Arrange the data below as a Markdown table with the columns Row and Line. Number the rows in order and leave out blank lines.

- [Given data]

_____

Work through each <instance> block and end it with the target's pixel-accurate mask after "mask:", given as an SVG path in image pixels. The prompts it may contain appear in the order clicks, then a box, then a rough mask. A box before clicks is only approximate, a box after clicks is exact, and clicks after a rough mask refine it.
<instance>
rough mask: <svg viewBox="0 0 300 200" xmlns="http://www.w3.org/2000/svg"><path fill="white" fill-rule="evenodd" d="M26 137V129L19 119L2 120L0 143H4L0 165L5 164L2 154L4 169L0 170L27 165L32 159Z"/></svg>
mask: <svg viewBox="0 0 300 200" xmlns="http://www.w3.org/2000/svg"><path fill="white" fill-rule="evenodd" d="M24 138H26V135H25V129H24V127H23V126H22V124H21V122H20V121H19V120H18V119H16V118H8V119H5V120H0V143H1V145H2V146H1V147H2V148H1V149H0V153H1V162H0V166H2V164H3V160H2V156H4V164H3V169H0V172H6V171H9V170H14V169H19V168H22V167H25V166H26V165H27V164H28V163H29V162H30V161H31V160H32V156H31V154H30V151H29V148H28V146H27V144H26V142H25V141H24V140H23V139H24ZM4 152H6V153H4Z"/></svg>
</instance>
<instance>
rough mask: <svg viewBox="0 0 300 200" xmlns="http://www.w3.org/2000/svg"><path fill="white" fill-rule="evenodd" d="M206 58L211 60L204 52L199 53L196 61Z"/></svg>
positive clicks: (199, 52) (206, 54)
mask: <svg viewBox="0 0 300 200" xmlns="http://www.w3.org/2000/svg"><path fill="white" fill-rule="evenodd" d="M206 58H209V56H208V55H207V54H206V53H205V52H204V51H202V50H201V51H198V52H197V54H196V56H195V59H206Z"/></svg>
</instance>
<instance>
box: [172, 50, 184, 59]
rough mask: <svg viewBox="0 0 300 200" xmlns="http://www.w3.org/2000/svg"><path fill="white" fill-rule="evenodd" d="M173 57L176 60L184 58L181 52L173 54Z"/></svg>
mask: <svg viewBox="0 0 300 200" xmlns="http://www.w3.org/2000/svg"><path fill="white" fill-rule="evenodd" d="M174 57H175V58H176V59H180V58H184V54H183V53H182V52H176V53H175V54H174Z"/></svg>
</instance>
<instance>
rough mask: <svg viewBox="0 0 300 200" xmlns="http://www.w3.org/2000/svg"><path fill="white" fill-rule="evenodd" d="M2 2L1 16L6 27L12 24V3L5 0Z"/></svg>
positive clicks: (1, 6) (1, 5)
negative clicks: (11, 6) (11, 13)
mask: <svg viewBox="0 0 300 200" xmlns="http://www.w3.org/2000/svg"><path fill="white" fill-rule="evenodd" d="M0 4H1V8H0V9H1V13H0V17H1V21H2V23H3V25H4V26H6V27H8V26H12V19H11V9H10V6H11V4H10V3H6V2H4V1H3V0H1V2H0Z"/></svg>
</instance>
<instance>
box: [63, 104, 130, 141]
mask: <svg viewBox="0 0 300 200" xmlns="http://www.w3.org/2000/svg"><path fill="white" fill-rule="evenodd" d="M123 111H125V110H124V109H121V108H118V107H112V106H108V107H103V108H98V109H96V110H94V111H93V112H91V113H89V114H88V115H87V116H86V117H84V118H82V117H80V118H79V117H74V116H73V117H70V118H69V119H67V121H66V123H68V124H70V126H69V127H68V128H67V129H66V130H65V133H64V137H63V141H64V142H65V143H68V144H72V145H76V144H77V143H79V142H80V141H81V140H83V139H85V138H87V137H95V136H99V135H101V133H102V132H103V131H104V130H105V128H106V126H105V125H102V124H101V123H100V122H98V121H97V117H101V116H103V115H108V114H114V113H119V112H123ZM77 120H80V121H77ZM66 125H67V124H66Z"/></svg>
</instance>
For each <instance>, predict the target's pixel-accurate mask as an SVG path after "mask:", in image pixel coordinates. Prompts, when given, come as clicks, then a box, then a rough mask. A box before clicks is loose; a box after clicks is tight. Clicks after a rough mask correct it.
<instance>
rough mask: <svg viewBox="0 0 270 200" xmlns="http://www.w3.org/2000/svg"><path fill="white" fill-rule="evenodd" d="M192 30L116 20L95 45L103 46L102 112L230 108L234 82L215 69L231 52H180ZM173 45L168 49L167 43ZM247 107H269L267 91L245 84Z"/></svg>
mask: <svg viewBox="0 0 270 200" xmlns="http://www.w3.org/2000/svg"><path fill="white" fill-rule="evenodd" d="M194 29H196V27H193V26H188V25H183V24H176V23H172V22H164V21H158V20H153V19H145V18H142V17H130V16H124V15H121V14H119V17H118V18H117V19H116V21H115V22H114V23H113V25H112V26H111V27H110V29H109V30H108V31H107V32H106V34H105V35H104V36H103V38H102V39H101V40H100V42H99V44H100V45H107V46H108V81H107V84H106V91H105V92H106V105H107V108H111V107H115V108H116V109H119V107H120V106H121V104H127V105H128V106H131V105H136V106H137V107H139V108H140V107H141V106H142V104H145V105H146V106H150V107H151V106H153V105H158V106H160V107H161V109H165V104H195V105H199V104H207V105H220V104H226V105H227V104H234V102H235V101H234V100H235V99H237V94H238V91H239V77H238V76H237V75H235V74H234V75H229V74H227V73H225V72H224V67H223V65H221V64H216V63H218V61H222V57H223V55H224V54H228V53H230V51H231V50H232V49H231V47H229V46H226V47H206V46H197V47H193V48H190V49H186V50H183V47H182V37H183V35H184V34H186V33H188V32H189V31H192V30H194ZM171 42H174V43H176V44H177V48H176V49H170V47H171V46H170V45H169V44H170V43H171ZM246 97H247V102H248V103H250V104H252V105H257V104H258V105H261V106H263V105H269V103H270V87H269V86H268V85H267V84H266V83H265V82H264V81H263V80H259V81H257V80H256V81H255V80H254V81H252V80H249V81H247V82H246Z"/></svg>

_____

- [Task answer]
| Row | Line |
|---|---|
| 1 | Work through each <instance> block and end it with the target's pixel-accurate mask after "mask:", given as an SVG path in image pixels. The prompts it may contain appear in the order clicks, then a box, then a rough mask. A box before clicks is only approximate, a box after clicks is exact, and clicks after a rough mask refine it. |
| 2 | <instance> |
| 3 | rough mask: <svg viewBox="0 0 300 200" xmlns="http://www.w3.org/2000/svg"><path fill="white" fill-rule="evenodd" d="M26 137V129L19 119L2 120L0 143H4L0 165L5 164L2 154L4 169L0 170L27 165L32 159Z"/></svg> |
| 4 | mask: <svg viewBox="0 0 300 200" xmlns="http://www.w3.org/2000/svg"><path fill="white" fill-rule="evenodd" d="M24 138H26V135H25V129H24V127H23V126H22V124H21V122H20V121H19V120H18V119H16V118H8V119H5V120H0V143H1V145H2V146H1V147H2V148H1V149H0V153H1V162H0V166H2V164H3V160H2V156H4V164H3V169H0V172H6V171H9V170H14V169H19V168H22V167H25V166H26V165H27V164H28V163H29V162H30V161H31V160H32V156H31V154H30V151H29V148H28V146H27V144H26V142H25V141H24V140H23V139H24ZM4 152H6V153H4Z"/></svg> |
| 5 | </instance> |
| 6 | <instance> |
| 7 | rough mask: <svg viewBox="0 0 300 200" xmlns="http://www.w3.org/2000/svg"><path fill="white" fill-rule="evenodd" d="M206 58L211 60L204 52L199 53L196 61Z"/></svg> |
| 8 | positive clicks: (199, 52) (206, 54) |
| 9 | mask: <svg viewBox="0 0 300 200" xmlns="http://www.w3.org/2000/svg"><path fill="white" fill-rule="evenodd" d="M206 58H209V56H208V55H207V54H206V53H205V52H204V51H202V50H201V51H198V52H197V54H196V56H195V59H206Z"/></svg> |
| 10 | </instance> |
| 11 | <instance> |
| 12 | box: [172, 50, 184, 59] |
| 13 | rough mask: <svg viewBox="0 0 300 200" xmlns="http://www.w3.org/2000/svg"><path fill="white" fill-rule="evenodd" d="M173 57L176 60L184 58L181 52L173 54Z"/></svg> |
| 14 | mask: <svg viewBox="0 0 300 200" xmlns="http://www.w3.org/2000/svg"><path fill="white" fill-rule="evenodd" d="M174 57H175V58H176V59H180V58H184V54H183V53H182V52H176V53H175V54H174Z"/></svg> |
| 15 | </instance> |
| 16 | <instance> |
| 17 | rough mask: <svg viewBox="0 0 300 200" xmlns="http://www.w3.org/2000/svg"><path fill="white" fill-rule="evenodd" d="M2 2L1 16L6 27L12 24V3L5 0Z"/></svg> |
| 18 | positive clicks: (1, 6) (1, 5) |
| 19 | negative clicks: (11, 6) (11, 13) |
| 20 | mask: <svg viewBox="0 0 300 200" xmlns="http://www.w3.org/2000/svg"><path fill="white" fill-rule="evenodd" d="M0 4H1V8H0V9H1V13H0V17H1V21H2V23H3V25H4V26H6V27H8V26H12V19H11V9H10V6H11V4H10V3H6V2H4V1H3V0H1V2H0Z"/></svg> |
| 21 | </instance> |
| 22 | <instance> |
| 23 | box: [63, 104, 130, 141] |
| 24 | mask: <svg viewBox="0 0 300 200" xmlns="http://www.w3.org/2000/svg"><path fill="white" fill-rule="evenodd" d="M123 111H125V110H124V109H121V108H118V107H112V106H108V107H103V108H98V109H96V110H94V111H93V112H91V113H89V114H88V115H87V116H86V117H84V118H82V117H80V118H79V117H74V116H73V117H70V118H69V119H67V121H66V123H68V124H70V126H69V127H68V128H67V129H66V130H65V133H64V137H63V141H64V142H65V143H68V144H72V145H76V144H77V143H79V142H80V141H81V140H83V139H85V138H87V137H95V136H99V135H101V133H102V132H103V131H104V130H105V128H106V126H105V125H102V124H101V123H100V122H98V121H97V117H101V116H103V115H108V114H114V113H119V112H123ZM77 120H80V121H77ZM66 125H67V124H66Z"/></svg> |
| 25 | </instance> |
| 26 | For each <instance>, predict the target's pixel-accurate mask as an SVG path after "mask:", in image pixel coordinates. Prompts, when given, come as clicks, then a box, then a rough mask. A box before clicks is loose; a box after clicks is tight. Clicks after a rough mask correct it. |
| 27 | <instance> |
| 28 | rough mask: <svg viewBox="0 0 270 200" xmlns="http://www.w3.org/2000/svg"><path fill="white" fill-rule="evenodd" d="M192 30L116 20L95 45L103 46L102 112L230 108L234 82L215 69L231 52H180ZM173 45L168 49L167 43ZM247 107H269L267 91L245 84Z"/></svg> |
| 29 | mask: <svg viewBox="0 0 270 200" xmlns="http://www.w3.org/2000/svg"><path fill="white" fill-rule="evenodd" d="M194 29H196V27H193V26H188V25H183V24H176V23H172V22H164V21H158V20H153V19H145V18H142V17H130V16H124V15H121V14H119V17H118V18H117V19H116V21H115V22H114V23H113V25H112V26H111V27H110V29H109V30H108V31H107V32H106V34H105V35H104V36H103V38H102V39H101V40H100V42H99V44H100V45H107V46H108V81H107V84H106V91H105V92H106V105H107V108H111V107H115V108H116V109H119V107H120V106H121V104H127V105H128V106H131V105H136V106H137V107H139V108H140V107H141V106H142V104H145V105H146V106H150V107H151V106H153V105H158V106H160V107H161V109H165V104H195V105H199V104H207V105H220V104H226V105H227V104H234V102H235V101H234V100H235V99H237V94H238V91H239V77H238V76H237V75H235V74H234V75H229V74H227V73H225V72H224V67H223V65H221V64H216V63H218V61H222V57H223V55H224V54H228V53H230V51H231V50H232V49H231V47H229V46H226V47H206V46H197V47H193V48H190V49H186V50H183V47H182V37H183V35H184V34H186V33H188V32H189V31H192V30H194ZM171 42H174V43H176V44H177V48H176V49H170V47H171V46H170V45H169V44H170V43H171ZM246 97H247V102H248V103H250V104H252V105H257V104H258V105H261V106H263V105H269V103H270V87H269V86H268V85H267V84H266V83H265V82H264V81H263V80H259V81H257V80H256V81H255V80H254V81H252V80H249V81H247V82H246Z"/></svg> |